— Objective —
The records below must be copied in full; omit the images.

━━ Records for this task

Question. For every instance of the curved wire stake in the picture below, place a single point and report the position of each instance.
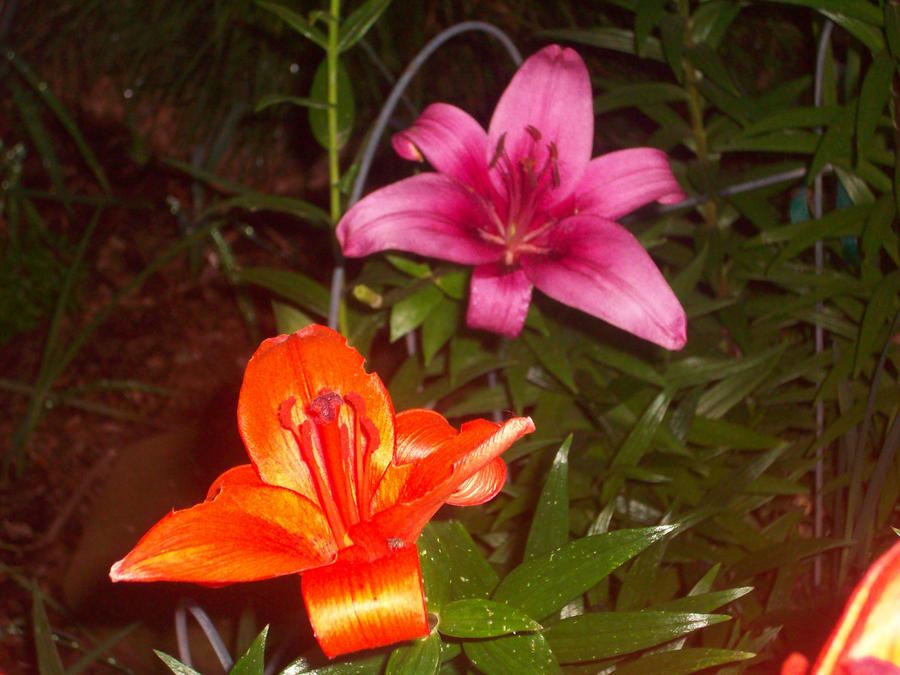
(202, 618)
(337, 277)
(819, 253)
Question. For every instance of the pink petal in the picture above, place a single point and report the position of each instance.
(550, 92)
(620, 182)
(429, 214)
(498, 299)
(600, 268)
(452, 142)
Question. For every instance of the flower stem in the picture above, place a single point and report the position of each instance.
(695, 110)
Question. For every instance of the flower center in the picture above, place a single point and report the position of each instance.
(526, 181)
(335, 439)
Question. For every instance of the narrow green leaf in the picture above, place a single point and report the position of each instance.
(441, 324)
(254, 202)
(641, 435)
(64, 118)
(49, 662)
(550, 526)
(603, 635)
(704, 603)
(296, 287)
(553, 356)
(252, 662)
(174, 664)
(892, 27)
(778, 555)
(711, 65)
(470, 575)
(873, 96)
(318, 118)
(647, 16)
(480, 618)
(410, 267)
(682, 661)
(296, 21)
(359, 22)
(671, 29)
(512, 655)
(624, 362)
(718, 432)
(857, 9)
(370, 665)
(544, 585)
(882, 307)
(836, 142)
(625, 96)
(269, 100)
(422, 657)
(409, 313)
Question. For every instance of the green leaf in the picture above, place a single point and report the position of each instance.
(551, 353)
(882, 306)
(717, 432)
(624, 362)
(252, 661)
(544, 585)
(512, 655)
(603, 635)
(371, 665)
(708, 62)
(297, 22)
(48, 659)
(440, 325)
(318, 118)
(359, 22)
(638, 441)
(276, 99)
(423, 657)
(174, 664)
(480, 618)
(648, 14)
(892, 28)
(550, 526)
(254, 202)
(59, 110)
(873, 96)
(682, 661)
(293, 286)
(409, 313)
(410, 267)
(467, 571)
(625, 96)
(704, 602)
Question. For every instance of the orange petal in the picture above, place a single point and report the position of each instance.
(411, 494)
(869, 629)
(245, 533)
(482, 486)
(363, 605)
(303, 365)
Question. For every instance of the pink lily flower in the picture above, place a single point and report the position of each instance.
(527, 206)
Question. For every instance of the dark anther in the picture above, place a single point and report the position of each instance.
(324, 407)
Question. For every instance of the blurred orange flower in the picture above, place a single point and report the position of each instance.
(339, 488)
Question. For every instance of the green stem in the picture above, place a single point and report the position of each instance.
(695, 110)
(334, 171)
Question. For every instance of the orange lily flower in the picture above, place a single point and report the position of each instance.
(339, 489)
(866, 640)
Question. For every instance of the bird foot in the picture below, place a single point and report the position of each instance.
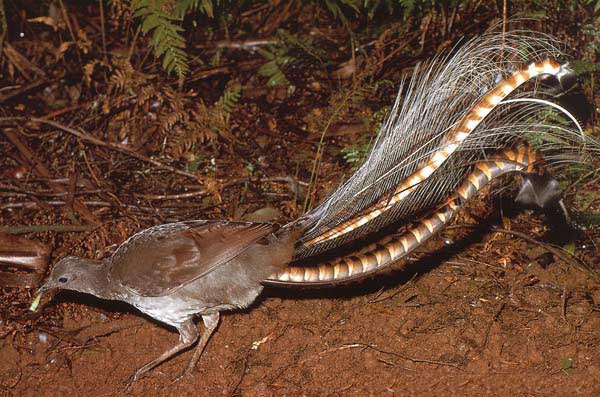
(185, 374)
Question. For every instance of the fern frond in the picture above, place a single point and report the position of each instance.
(166, 40)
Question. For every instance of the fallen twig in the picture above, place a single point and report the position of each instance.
(114, 146)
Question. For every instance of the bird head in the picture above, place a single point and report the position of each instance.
(70, 273)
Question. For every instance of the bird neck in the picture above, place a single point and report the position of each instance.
(96, 281)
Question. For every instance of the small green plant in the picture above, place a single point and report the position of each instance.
(355, 154)
(162, 19)
(277, 62)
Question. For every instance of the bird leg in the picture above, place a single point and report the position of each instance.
(188, 334)
(210, 324)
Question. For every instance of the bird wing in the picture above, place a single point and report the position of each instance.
(159, 260)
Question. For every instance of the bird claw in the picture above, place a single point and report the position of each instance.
(184, 374)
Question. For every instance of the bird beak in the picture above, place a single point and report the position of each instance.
(38, 297)
(36, 302)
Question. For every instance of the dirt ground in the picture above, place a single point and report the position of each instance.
(504, 302)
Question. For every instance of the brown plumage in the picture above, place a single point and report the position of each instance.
(448, 123)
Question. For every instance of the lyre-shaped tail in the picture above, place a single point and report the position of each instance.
(379, 255)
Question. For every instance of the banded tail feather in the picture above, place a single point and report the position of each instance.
(452, 114)
(379, 255)
(450, 144)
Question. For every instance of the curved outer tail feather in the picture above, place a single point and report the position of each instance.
(379, 255)
(452, 116)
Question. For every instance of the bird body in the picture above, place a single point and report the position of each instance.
(176, 271)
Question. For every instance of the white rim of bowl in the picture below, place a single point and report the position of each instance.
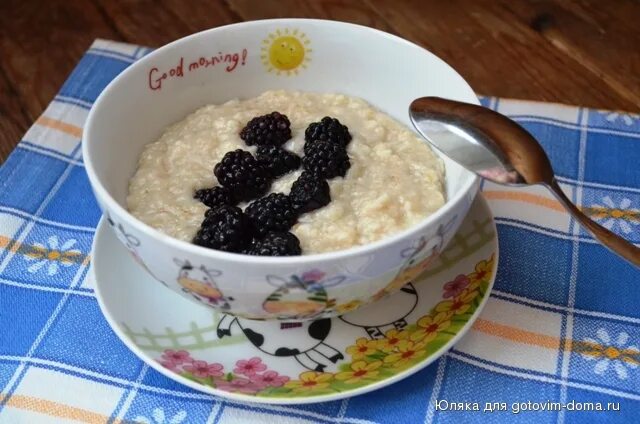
(190, 248)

━━━━

— Complete answer —
Question. For every instance of the curved wire stake in the picture below, place a single point and report the position of each instance.
(202, 618)
(337, 277)
(819, 253)
Question. For every instance of the pink petal in the picture above, place a single point and report the position of each instance.
(550, 92)
(620, 182)
(429, 214)
(498, 299)
(600, 268)
(452, 142)
Question. For every instance of the flower stem in the picture above, place a single point and report the position of each instance.
(695, 110)
Question. For every instance of the flower center in the picture above, place a single point and report the position of each instance.
(526, 181)
(335, 439)
Question. For every instance of the narrow green leaf in the picture above, place a single point and report the position of each instance.
(441, 324)
(254, 202)
(641, 435)
(64, 118)
(49, 662)
(550, 526)
(603, 635)
(704, 603)
(296, 287)
(553, 356)
(252, 662)
(174, 664)
(892, 27)
(778, 555)
(711, 65)
(470, 575)
(873, 96)
(318, 118)
(647, 16)
(480, 618)
(410, 267)
(682, 661)
(296, 21)
(359, 22)
(671, 29)
(512, 655)
(624, 362)
(718, 432)
(857, 9)
(370, 665)
(544, 585)
(882, 307)
(836, 142)
(625, 96)
(269, 100)
(422, 657)
(409, 313)
Question. For every instance of the green leaf in the picture above, place a single point and report the position of each instance.
(551, 353)
(882, 306)
(717, 432)
(624, 362)
(252, 661)
(544, 585)
(512, 655)
(603, 635)
(371, 665)
(708, 62)
(297, 22)
(48, 659)
(440, 325)
(318, 118)
(359, 22)
(638, 441)
(276, 99)
(423, 657)
(174, 664)
(480, 618)
(648, 14)
(892, 28)
(550, 526)
(254, 202)
(59, 110)
(873, 96)
(682, 661)
(293, 286)
(409, 313)
(410, 267)
(467, 571)
(625, 96)
(704, 602)
Question. For every instance of the orange petal in the picture above, place a single point and report the position of each instance.
(411, 494)
(869, 629)
(245, 533)
(482, 486)
(363, 605)
(303, 365)
Question. For every instance of the pink lily flower in the picture above, place a single point and report the position of each instance.
(527, 206)
Question. For every instance of the dark anther in the picture above, place a single point and report the position of each instance.
(324, 407)
Question. For every instance of the blurred orange flower in the picture above, place a single point and report the position of each instance.
(339, 488)
Question. For every instance of the green stem in the picture above, place a single point and report the position of each instance.
(695, 110)
(334, 171)
Question. For every instance of the orange lily flower in the picture above, place a single point and report the position of each instance.
(339, 489)
(866, 640)
Question. For every instance of the bird foot in the picture below, place a single point and report the position of each instance.
(185, 374)
Question. For every instance of the fern frond in the picture above, place a single point and report the position of each instance.
(166, 40)
Question. For every instance of the fallen twig in the picture above, place a single point and report the position of each instance.
(114, 146)
Question. For every instance of the bird head in the picture above, place a single point and report the position of each instance.
(70, 273)
Question. For every instance of the bird neck in the picture above, place a single point and report the position of each instance.
(96, 281)
Question. For every instance of the small green plant in the picture above, place a single point and report the position of each instance.
(355, 154)
(162, 19)
(277, 62)
Question. For every instance of the bird leg in the picture above, place a single point and report the position of each instance.
(188, 334)
(210, 324)
Question. For every instance of the bird wing in the picture above, place a single point and report the position of each instance.
(159, 260)
Question. For every instance of the bird claw in the picture above, place a single point and report the position of each instance.
(184, 374)
Question. For every instance of the bird beak in the picture above, place a single point and report the position of each instance.
(38, 297)
(36, 302)
Question. For every instance of the dirt ground in the picture above, place a single point and report the position of each instance.
(504, 302)
Question. For every instance of the brown plumage in the picture above, place a single point and report the position of each instance.
(448, 123)
Question. For every instance of the lyre-shaped tail in the picture above, place a single point and report the position of each instance.
(379, 255)
Question. For every instance of the banded tail feather in the picture above, place a single point and report the position of each instance.
(452, 114)
(379, 255)
(450, 144)
Question. For every instance of the curved outer tail feather in the picture above, place a single point and report the position of each instance.
(379, 255)
(452, 116)
Question. For every instance of the bird body in the picture above, place a single point and report the position of each instance.
(176, 271)
Question. For every instance of the white rim of bowl in the picture below, place a single point and report the position of each instance.
(190, 248)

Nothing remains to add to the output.